UN-Einsatz in Mali : "Die Terrorgruppen haben jetzt mehr Einfluss als 2013"
Die Kritik an der UN-Mission Minusma in Mali wird immer lauter. Hauptvorwurf: Die Blauhelme würden gegen Terroristen und Kriminelle nicht aktiv vorgehen.
Im Kulturpalast von Bamako übertönt der Lärm der Vuvuzelas, der aus Südafrika stammenden Blasinstrumente, am letzten Freitag im April fast die Stimme der Redner. Die UN-kritische Bewegung "Yerewolo Debout sur les Remparts" ("Männer mit Würde auf den Stadtmauern") hat in der malischen Hauptstadt zu einer Kundgebung eingeladen, um ihrer Forderung Nachdruck zu verleihen: Die UN-Stabilisierungsmission Minusma soll Mali verlassen, so schnell wie möglich. Zwischen russischen Flaggen und Bannern mit der Aufschrift "Nieder mit der Minusma" brennt ein Blauhelm.
Deutschland beteiligt sich noch mit bis zu 1.400 Soldaten
Die Versammelten möchten erreichen, dass das gültige Minusma-Mandat nicht verlängert wird, wenn es Ende Juni ausläuft. Minusma ist mit rund 15.000 Militärs und zivilen Kräften im Land. Deutschland beteiligt sich bisher noch mit bis zu 1.400 Soldatinnen und Soldaten, vergangenen Freitag verlängerte der Bundestag das Mandat zum letzten Mal.
Mali, eines der ärmsten Länder der Welt, befindet sich seit 2012 in einer schweren politischen Krise, die Sicherheitslage ist extrem instabil. Islamistische Gruppen mit Verbindungen zum Al-Qaida Netzwerk und zum "Islamischen Staat" sowie kriminelle Banden kämpfen gegen den Staat und terrorisieren die Bevölkerung. In den vergangenen Jahren wurden die Bewohner ganzer Dörfer getötet, Hunderte wurden bereits Opfer der Gewalt, mehr als 410.000 Menschen sind innerhalb des Landes auf der Flucht.

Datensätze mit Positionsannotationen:
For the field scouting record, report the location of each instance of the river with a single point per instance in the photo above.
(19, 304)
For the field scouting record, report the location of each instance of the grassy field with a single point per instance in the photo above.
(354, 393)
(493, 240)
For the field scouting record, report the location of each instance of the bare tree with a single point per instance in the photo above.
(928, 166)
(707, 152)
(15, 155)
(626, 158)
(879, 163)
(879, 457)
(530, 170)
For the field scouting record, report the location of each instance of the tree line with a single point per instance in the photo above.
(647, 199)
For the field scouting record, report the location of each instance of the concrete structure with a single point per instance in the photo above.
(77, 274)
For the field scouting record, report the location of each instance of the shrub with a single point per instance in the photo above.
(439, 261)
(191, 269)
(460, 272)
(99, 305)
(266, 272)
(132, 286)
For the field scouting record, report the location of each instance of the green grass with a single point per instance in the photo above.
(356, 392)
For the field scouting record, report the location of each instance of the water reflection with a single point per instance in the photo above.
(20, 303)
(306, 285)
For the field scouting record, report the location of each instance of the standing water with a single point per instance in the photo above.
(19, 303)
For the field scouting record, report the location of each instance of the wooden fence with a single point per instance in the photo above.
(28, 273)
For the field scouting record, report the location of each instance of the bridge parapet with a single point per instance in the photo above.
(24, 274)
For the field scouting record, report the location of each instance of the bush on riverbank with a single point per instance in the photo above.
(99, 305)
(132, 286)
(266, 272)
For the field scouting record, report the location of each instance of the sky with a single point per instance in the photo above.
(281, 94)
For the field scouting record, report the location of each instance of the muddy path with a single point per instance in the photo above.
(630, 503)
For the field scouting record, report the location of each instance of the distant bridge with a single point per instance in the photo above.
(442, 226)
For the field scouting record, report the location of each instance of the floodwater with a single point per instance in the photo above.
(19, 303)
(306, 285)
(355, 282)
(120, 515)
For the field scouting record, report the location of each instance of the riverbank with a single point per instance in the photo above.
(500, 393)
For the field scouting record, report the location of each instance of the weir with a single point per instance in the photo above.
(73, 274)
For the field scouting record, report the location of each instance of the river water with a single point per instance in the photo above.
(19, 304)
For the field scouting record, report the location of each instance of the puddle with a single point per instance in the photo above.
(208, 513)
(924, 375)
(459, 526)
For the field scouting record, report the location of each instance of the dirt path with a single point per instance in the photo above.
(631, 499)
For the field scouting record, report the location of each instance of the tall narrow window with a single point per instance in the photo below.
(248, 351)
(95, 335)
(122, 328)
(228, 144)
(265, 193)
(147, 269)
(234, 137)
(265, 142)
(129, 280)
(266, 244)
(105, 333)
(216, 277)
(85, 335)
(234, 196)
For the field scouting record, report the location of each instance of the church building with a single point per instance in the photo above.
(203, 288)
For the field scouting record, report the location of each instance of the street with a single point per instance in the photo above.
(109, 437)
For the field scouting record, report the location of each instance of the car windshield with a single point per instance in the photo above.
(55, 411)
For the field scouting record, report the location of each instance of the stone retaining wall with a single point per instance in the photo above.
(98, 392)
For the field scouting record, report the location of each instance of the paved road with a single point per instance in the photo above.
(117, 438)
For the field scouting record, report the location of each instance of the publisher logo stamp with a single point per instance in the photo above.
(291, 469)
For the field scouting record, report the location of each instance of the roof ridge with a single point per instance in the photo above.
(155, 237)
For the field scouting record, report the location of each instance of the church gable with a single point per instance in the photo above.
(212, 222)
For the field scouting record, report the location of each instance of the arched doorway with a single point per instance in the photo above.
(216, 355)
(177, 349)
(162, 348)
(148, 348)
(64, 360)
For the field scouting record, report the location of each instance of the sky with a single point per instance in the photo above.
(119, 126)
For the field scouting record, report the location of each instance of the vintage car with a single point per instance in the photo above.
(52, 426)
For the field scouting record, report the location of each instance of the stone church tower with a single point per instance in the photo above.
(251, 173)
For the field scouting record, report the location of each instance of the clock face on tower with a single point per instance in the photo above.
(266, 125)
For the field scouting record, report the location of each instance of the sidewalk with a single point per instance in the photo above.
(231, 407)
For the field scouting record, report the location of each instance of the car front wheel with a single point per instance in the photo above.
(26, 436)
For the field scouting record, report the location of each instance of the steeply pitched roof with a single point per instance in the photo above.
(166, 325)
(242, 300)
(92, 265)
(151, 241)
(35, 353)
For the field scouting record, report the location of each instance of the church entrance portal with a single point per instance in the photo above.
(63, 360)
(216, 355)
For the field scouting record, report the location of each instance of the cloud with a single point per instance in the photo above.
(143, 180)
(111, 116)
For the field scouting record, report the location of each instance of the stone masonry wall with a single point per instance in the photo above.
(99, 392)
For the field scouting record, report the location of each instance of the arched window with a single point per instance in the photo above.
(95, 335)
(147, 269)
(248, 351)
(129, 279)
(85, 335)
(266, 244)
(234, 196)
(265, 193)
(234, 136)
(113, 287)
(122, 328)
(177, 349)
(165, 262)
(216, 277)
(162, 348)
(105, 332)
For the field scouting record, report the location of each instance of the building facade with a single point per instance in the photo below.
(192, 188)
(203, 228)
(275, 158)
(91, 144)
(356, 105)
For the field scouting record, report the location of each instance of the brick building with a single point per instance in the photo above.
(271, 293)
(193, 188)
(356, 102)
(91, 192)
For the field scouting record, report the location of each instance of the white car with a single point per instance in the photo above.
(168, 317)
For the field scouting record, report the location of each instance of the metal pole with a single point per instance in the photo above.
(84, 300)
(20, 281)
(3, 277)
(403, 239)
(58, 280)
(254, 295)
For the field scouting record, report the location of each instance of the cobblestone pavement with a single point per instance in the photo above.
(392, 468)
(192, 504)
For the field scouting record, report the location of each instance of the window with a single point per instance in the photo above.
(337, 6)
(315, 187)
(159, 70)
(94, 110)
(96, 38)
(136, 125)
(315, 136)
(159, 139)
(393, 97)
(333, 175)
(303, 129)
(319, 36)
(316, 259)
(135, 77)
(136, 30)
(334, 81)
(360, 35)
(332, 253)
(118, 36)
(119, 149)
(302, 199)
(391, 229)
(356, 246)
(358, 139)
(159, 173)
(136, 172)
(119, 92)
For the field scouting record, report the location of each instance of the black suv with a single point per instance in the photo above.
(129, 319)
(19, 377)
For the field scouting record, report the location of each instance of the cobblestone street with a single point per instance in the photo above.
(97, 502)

* **Kurze Aufgabe**: Bitte schreibe aus dem Artikel über den UN-Einsatz in Mali den Abschnitt von „Mali, eines der“ bis „auf der Flucht.“ wörtlich ab.

* **Fertige Antwort**:
Mali, eines der ärmsten Länder der Welt, befindet sich seit 2012 in einer schweren politischen Krise, die Sicherheitslage ist extrem instabil. Islamistische Gruppen mit Verbindungen zum Al-Qaida Netzwerk und zum "Islamischen Staat" sowie kriminelle Banden kämpfen gegen den Staat und terrorisieren die Bevölkerung. In den vergangenen Jahren wurden die Bewohner ganzer Dörfer getötet, Hunderte wurden bereits Opfer der Gewalt, mehr als 410.000 Menschen sind innerhalb des Landes auf der Flucht.